# Texte

┌────────

SklogW II (On a pas l’cul sorti des ronces) – Matmatah

Il était plus que temps que je m’intéresse au travail de Kurt Vonnegut. Ça fait une paire d’années au moins que je vois passer son nom, entre références planquées çà et là, citations inspirantes ou amusantes et autres recommandations enthousiastes de personnes de confiance qui connaissent bien mes goûts.
Et donc, sans tambours ni trompettes, nous y voilà enfin. J’ai lu du Kurt Vonnegut.
C’était, pour le dire diplomatiquement, une sacrée expérience. Pour le dire plus abruptement, ce n’était pas la lecture la plus simple de ma vie ; j’aurais sans doute pu terminer ce roman plus vite s’il était plus facile d’accès. Et pour autant, je dois bien dire qu’en dépit de cette mitigation formelle, il s’est passé quelque chose de spécial à son contact. C’était un processus singulier.
Ça tombe bien, mes chroniques me servent précisément à verbaliser ce genre de processus. Ne trainons pas plus, voulez vous.

D’un côté, Kilgore Trout, écrivain à la fois génial et minable, invité à un festival d’art un peu par hasard, accident ou erreur, on ne sait pas trop, qui doit voyager à travers les États-Unis pour s’y rendre. De l’autre, Dwayne Hoover, concessionnaire automobile perturbé dont la vie commence doucement à lui échapper à cause de sa mauvaise chimie cérébrale.
Ces deux hommes vont se rencontrer, et ça va mal se terminer.

└────────

# Tâches à réaliser
**a)** Dans la chronique sur Kurt Vonnegut, quel métier exerce Dwayne Hoover ?
**b)** Donnez la suite de la chronique sur Kurt Vonnegut, après la phrase « Ces deux hommes vont se rencontrer, et ça va mal se terminer. »
Les données ne servent à rien pour ce travail.

# Données extraites
┌────────

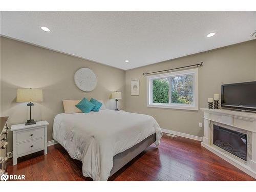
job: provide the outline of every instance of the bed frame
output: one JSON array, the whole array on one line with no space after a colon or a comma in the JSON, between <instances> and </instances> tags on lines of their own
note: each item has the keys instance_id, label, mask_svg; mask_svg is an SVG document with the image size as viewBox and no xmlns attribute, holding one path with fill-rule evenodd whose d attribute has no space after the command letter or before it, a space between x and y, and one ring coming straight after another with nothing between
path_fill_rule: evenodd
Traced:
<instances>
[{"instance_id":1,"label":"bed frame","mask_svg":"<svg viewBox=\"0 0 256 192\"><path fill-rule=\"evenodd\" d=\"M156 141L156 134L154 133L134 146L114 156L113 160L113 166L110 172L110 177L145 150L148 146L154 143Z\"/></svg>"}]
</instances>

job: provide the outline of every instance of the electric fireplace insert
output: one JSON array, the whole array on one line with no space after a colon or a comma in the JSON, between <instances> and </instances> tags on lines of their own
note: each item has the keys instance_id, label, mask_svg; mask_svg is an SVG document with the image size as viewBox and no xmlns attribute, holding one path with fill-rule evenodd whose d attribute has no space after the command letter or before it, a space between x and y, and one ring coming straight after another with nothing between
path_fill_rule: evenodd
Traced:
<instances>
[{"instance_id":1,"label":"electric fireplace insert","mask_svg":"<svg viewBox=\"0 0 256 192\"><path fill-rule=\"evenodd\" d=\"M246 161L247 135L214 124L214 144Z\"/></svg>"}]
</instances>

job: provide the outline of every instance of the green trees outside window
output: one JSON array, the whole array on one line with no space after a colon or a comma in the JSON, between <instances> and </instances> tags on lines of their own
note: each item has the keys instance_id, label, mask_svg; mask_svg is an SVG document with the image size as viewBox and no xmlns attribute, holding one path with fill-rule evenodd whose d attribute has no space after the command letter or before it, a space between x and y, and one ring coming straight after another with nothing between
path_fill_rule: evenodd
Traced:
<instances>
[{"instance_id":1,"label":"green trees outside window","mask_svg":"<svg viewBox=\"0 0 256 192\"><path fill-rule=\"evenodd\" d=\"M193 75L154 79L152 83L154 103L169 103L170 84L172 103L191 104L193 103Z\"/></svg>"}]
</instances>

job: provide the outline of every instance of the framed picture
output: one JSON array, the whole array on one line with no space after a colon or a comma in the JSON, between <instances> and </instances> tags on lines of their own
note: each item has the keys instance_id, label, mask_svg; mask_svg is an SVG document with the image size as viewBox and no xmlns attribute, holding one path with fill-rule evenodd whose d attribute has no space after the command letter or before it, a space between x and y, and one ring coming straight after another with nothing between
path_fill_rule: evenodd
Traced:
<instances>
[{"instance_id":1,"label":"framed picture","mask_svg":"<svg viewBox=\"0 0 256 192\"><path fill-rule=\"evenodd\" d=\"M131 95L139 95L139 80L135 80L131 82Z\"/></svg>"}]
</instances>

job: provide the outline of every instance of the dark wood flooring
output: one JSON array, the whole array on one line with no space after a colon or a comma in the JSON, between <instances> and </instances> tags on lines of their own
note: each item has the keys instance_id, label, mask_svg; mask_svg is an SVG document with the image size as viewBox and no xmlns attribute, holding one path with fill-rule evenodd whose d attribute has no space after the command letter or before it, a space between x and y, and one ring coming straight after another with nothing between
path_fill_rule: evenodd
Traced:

└────────

# Liste des réponses
**a)** Il est concessionnaire automobile.

**b)**
Un résumé de pure forme, honnêtement, qui n’a qu’un intérêt limité à l’aune du roman lui-même, et qu’on pourrait même qualifier d’un brin malhonnête. Quoique « espiègle » serait sans doute plus approprié. Ce Petit déjeuner des champions, pour le dire sans ambages, est sans doute un des bouquins les plus punks et iconoclastes que j’ai pu lire dans toute ma vie ; et considérant que j’ai lu Outrage et Rébellion, ce n’est pas peu dire. Me permettant au passage un brin de vulgarité, j’oserais même dire que Kurt Vonnegut n’en a strictement rien à foutre. Ce qui est tout à la fois extrêmement déstabilisant et très amusant, dans des proportions qui ne cessent de fluctuer au fil de l’avancée du roman. Tout dépend du degré de laisser aller et de transgression que vous êtes capables d’encaisser dans une optique clairement satirique et narquoise.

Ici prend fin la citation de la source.